ACTIVITY: Without altering a single word, repeat the records that follow.
━━ TASK MATERIAL ━━
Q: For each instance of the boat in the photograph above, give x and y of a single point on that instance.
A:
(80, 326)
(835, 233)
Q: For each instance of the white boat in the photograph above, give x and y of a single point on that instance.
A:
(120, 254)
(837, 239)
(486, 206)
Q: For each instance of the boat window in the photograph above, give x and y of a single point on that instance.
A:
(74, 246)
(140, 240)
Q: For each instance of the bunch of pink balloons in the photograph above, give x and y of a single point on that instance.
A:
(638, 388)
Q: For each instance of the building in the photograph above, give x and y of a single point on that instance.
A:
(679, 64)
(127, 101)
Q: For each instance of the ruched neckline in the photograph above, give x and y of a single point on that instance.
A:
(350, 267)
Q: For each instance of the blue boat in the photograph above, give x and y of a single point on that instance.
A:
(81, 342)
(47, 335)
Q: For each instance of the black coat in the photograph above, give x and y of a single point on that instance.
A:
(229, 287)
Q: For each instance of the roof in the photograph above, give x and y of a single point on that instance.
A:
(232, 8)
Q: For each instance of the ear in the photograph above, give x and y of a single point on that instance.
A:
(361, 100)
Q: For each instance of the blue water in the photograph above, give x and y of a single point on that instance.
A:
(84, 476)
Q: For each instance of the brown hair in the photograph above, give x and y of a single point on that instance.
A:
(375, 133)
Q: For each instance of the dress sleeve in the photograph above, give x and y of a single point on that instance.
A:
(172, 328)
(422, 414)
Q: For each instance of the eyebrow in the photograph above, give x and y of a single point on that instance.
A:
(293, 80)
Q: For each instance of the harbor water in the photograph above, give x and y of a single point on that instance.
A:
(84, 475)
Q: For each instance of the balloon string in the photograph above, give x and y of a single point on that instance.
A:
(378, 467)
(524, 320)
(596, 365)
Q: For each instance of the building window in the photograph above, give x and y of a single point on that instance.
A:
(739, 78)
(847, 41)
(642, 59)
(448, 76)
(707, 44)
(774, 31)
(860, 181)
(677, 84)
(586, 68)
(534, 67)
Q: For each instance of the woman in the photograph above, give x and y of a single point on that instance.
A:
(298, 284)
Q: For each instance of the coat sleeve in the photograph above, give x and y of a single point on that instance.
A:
━━━
OUTPUT OF THE EXERCISE:
Q: For each instance of the boat in the photograph above, give x and y of a single point on that instance.
A:
(80, 326)
(835, 233)
Q: For each instance of the white boat in the photograph above, give x and y of a single point on that instance.
A:
(120, 254)
(837, 239)
(486, 206)
Q: For each instance of the boat window in the photograph above, give x and y of a single point on that instance.
A:
(74, 246)
(140, 240)
Q: For each instance of the bunch of pink balloons in the photograph above, give x and y of a single point on that instance.
A:
(638, 388)
Q: For each instance of the building in the photograph above, give x and y of a single point on that instance.
A:
(679, 64)
(127, 101)
Q: For each instance of the ruched neckline in the photograph above, give x and y of a single point on that instance.
A:
(350, 267)
Q: For each instance of the blue boat in the photograph above, give x and y of a single point on that instance.
A:
(81, 342)
(47, 335)
Q: For each instance of the black coat in the photograph above, give x and y of a single point on that instance.
A:
(229, 287)
Q: For each instance of the roof in the photograph above, give x and y of a single point on that instance.
A:
(232, 8)
Q: For each instance of the ear in the photograph above, give x and y of a single point on that instance.
A:
(361, 100)
Q: For each instance of the blue water in the photograph above, give x and y of a single point on that instance.
A:
(84, 476)
Q: For each instance of the brown hair in the photograph above, give x and y of a single point on that instance.
A:
(375, 133)
Q: For each instance of the dress sleeve in the photograph above, give x and y of a single point on that instance.
A:
(172, 328)
(422, 414)
Q: For each instance of the eyebrow in the photograph above, give x and y of a single point on that instance.
A:
(293, 80)
Q: For each instance of the harbor water in the photograph above, give x and y of a single point on that instance.
A:
(84, 475)
Q: For each instance of the balloon string in the photograph above, give x and y of a single point on that instance.
A:
(378, 467)
(524, 320)
(596, 365)
Q: For each instance of the building window in the photograph above, give x and y of a single point on that instance.
A:
(739, 78)
(847, 41)
(642, 59)
(448, 76)
(707, 44)
(774, 31)
(860, 181)
(677, 84)
(586, 68)
(534, 67)
Q: For each instance of the woman in the photograph above, give x and y of a single point on that instance.
A:
(298, 284)
Q: For each instance of the coat sleeve in the photograph above, give x and y of a single point on that instance.
A:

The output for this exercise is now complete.